Sunulan alıntı:
2021, 8 Mart’ı ile bir kez daha sağlık, eğitim, bakım hizmetleri ve daha birçok üretim alanında emeklerinin karşılığını alamayan kadınların sesi olacağız.  Kadınların görünmeyen ve değersizleştirilen emeğini daha fazla görünür kılmayı hedefliyoruz. Bu yıl içinde kadınlar hemen hemen her sektörde emeklerinin karşılığını alamadıkları gibi daha fazla zarar görmüştür. Covid-19 salgını nedeniyle yaşanan kriz en çok kadın yoksulluğunu arttırdığı gibi bu süreçte kadınlar daha fazla şiddete maruz kalmıştır. Bunun için cinsiyetçi baskıya ve tüm sömürü rejimlerine karşı uluslararası alanda çağrısı yapılan kadın grevlerine biz de bulunduğumuz her alanda ses veriyoruz.
2021, 8 Mart’ına kadın konfederal sistemini örme, özgür yaşamı şekillendirme temelinde küresel düzeyde kadın ağlarını oluşturma ve ortak eylemlerle güçlendirme noktasında önemli bir gündemle giriyoruz. Öz savunma ve özerk örgütlenme konusunda oluşturduğumuz sistem ve kadın kırımına karşı uluslararası alanda verdiğimiz mücadele ile hem zihinsel hem de yapısal olarak kız kardeşlik görevleri temelinde uluslararası alanda önemli bir mücadele alanı oluşturarak bunu dalga dalga büyütüyoruz. Bu temelde 2021, 8 Mart’ını büyük bir kararlılık, özgürlük tutkusu ve inancıyla karşılaşmaktayız.

Veri kümesi girdileri
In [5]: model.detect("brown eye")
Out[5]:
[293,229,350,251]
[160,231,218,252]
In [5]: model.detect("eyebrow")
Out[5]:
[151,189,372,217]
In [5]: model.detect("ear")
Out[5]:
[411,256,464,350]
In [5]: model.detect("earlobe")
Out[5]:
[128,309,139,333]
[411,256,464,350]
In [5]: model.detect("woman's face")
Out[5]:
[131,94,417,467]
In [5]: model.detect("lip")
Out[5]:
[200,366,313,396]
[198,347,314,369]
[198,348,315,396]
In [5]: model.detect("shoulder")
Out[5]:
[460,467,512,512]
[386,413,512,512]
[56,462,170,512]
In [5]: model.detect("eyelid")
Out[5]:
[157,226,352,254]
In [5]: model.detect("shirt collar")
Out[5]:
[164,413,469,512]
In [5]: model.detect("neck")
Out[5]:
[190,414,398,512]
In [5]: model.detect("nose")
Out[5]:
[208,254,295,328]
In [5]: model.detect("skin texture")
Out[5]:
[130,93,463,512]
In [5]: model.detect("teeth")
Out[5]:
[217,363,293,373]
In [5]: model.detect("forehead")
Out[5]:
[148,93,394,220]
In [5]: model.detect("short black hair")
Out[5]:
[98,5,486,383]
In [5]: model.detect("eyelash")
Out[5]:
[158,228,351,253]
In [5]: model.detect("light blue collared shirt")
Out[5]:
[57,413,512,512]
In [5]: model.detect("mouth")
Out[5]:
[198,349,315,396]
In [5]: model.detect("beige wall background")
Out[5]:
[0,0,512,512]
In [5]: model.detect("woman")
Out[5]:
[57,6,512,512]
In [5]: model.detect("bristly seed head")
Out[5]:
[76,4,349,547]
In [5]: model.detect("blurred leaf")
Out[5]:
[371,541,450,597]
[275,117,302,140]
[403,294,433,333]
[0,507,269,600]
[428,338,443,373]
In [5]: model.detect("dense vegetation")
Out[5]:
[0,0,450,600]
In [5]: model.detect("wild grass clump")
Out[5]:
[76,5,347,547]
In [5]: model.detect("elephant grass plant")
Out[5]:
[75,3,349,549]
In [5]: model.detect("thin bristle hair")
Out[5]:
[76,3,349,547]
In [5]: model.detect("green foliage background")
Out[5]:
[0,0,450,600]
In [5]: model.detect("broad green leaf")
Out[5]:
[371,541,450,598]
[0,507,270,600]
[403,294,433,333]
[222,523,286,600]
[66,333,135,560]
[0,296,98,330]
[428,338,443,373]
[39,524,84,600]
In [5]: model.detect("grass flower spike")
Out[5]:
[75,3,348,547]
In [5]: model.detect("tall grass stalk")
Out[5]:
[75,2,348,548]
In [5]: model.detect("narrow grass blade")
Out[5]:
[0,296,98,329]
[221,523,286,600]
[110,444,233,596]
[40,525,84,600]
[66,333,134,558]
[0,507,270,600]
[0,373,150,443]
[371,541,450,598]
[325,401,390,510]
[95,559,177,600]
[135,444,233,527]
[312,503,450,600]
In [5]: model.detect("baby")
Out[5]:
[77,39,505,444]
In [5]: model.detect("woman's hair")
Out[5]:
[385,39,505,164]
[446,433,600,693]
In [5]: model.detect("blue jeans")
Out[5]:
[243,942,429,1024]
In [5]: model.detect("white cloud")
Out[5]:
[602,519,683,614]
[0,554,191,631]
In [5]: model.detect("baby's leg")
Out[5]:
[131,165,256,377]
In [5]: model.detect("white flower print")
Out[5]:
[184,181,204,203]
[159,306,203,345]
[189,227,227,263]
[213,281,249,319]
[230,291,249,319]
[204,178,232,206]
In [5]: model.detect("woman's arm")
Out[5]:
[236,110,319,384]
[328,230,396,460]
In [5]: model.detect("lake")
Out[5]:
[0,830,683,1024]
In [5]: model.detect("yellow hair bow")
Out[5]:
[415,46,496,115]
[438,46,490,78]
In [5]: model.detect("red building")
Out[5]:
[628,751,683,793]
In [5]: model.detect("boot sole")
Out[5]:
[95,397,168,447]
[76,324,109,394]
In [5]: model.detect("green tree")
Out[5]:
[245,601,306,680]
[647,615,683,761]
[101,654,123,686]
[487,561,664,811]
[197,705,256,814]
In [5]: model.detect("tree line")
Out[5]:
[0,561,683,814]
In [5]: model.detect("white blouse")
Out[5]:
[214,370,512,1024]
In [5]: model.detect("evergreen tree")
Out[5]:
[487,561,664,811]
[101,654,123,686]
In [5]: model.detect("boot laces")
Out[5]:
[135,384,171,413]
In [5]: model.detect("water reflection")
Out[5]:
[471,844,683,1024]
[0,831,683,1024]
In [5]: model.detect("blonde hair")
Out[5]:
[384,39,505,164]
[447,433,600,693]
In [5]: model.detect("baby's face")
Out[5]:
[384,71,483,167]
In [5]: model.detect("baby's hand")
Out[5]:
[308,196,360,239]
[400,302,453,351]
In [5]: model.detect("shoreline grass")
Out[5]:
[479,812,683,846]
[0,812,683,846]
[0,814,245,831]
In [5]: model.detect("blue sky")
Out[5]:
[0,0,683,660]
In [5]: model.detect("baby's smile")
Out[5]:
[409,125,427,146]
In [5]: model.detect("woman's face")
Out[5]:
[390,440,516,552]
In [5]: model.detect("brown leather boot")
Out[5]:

Aşağıdakileri tamamlayınız:
(A) Aşağıdaki (i), (ii) ve (iii) numaralı ifadelerin 8 Mart metniyle uyuşup uyuşmadığını belirtiniz. Her biri için "evet" ya da "hayır" deyip karara esas olan sözleri metinden birebir alıntılayınız.
(i) Covid-19 salgınının yol açtığı kriz en çok kadın yoksulluğunu artırmıştır.
(ii) Bu süreçte kadınlar daha az şiddete maruz kalmıştır.
(iii) Metnin sahipleri, uluslararası alanda çağrısı yapılan kadın grevlerine bulundukları her alanda ses vermektedir.
(B) 8 Mart metninde "2021, 8 Mart’ına" sözlerini içeren yerden başlayan ve "ve inancıyla karşılaşmaktayız." sözlerinden sonra biten kısmı hiçbir değişiklik yapmadan çıktı olarak veriniz.
(C) 8 Mart metnini bittiği yerden itibaren sürdürünüz.
Satırlar, metinden bağımsız ayrı bir malzemedir.

Alıştırma yanıtları:
(A)
(i) Evet: "Covid-19 salgını nedeniyle yaşanan kriz en çok kadın yoksulluğunu arttırdığı gibi"
(ii) Hayır: "bu süreçte kadınlar daha fazla şiddete maruz kalmıştır"
(iii) Evet: "kadın grevlerine biz de bulunduğumuz her alanda ses veriyoruz"

(B)
2021, 8 Mart’ına kadın konfederal sistemini örme, özgür yaşamı şekillendirme temelinde küresel düzeyde kadın ağlarını oluşturma ve ortak eylemlerle güçlendirme noktasında önemli bir gündemle giriyoruz. Öz savunma ve özerk örgütlenme konusunda oluşturduğumuz sistem ve kadın kırımına karşı uluslararası alanda verdiğimiz mücadele ile hem zihinsel hem de yapısal olarak kız kardeşlik görevleri temelinde uluslararası alanda önemli bir mücadele alanı oluşturarak bunu dalga dalga büyütüyoruz. Bu temelde 2021, 8 Mart’ını büyük bir kararlılık, özgürlük tutkusu ve inancıyla karşılaşmaktayız.

(C)
Bizler TJK-E olarak; 1-8 Mart tarihleri arasında Avrupa’nın onlarca merkezinde eylem ve etkinliklerimizle alanlarda olacağız. Ayrıca online panel ve seminerler ile farklı ülkelerden yüzlerce kadın ile buluşacağız.  Almanya, Fransa, İsviçre, Belçika, Hollanda, İngiltere, Avusturya, Yunanistan, İsveç, Danimarka, Norveç ve Finlandiya’nın yanı sıra Kanada ve Avustralya’da da Kürt kadınları 8 mart günü alanlarda faşizme ve soykırıma karşı özgürlüğü savunacak, direnişi yükseltecek.

Bu temelde Avrupa Kürt Kadın Hareketi olarak 21. yüzyıl kadın yüzyılı olacak diyoruz, kadın kırımına karşı Özgür Kadını ve Özgür Toplumu savunuyoruz! Tüm kadınları faşizme, cinsiyetçiliğe, tecride, milliyetçiliğe ve gericiliğe karşı 8 Mart’ı mücadelenin zirveye çıktığı gün yapmaya çağırıyoruz.

Erkek egemen sistemin tüm çirkinlik ve kötülüklerin kaynağı olarak aşılması ve özgür yaşamın özgür kadın ve erkekler tarafından inşa edilmesi için her yerde ve her anı özgürlük bilinci-eylemleriyle güzelleştirelim. Görkemli katılımlarla özgürlük zamanını hep birlikte yaratalım!

Unutmayalım ki; faşizm kaybedecek, kadınlar kazanacak!"